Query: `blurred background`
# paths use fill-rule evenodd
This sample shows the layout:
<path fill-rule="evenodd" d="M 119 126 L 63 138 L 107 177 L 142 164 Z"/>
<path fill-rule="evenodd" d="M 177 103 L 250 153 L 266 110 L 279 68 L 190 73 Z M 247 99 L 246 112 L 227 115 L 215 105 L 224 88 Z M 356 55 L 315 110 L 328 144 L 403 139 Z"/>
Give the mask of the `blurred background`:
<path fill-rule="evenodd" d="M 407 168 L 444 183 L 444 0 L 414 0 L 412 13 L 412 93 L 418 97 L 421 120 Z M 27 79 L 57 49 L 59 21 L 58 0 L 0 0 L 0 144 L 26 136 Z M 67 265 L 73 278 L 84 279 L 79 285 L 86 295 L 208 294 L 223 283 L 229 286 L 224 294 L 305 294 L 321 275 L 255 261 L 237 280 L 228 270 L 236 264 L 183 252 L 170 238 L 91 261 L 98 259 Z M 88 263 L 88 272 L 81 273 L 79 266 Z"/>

---------------

[Given request] Please lay out every line of the material above as a Markdown table with the columns Row and Line, numbering the rows and skipping any blank lines.

[Response to this task]
| Row | Line |
|---|---|
| 1 | Query: `blurred background` |
| 2 | # paths use fill-rule evenodd |
| 3 | This sample shows the layout: |
| 4 | <path fill-rule="evenodd" d="M 119 126 L 63 138 L 107 177 L 142 164 Z"/> |
| 5 | <path fill-rule="evenodd" d="M 177 103 L 250 153 L 266 110 L 279 68 L 190 73 Z M 247 99 L 246 112 L 227 115 L 215 105 L 224 88 Z M 356 55 L 315 110 L 328 144 L 403 139 Z"/> |
| 6 | Give the mask of the `blurred background`: |
| 7 | <path fill-rule="evenodd" d="M 407 168 L 444 183 L 444 0 L 414 0 L 412 13 L 412 93 L 418 97 L 421 120 Z M 27 79 L 57 49 L 59 21 L 58 0 L 0 0 L 0 144 L 26 136 Z M 67 265 L 73 278 L 84 279 L 79 285 L 86 295 L 208 294 L 223 283 L 229 286 L 224 294 L 305 294 L 321 275 L 255 261 L 237 280 L 228 270 L 236 264 L 183 252 L 170 238 L 91 261 L 98 259 Z M 88 263 L 88 272 L 81 273 L 79 266 Z"/> |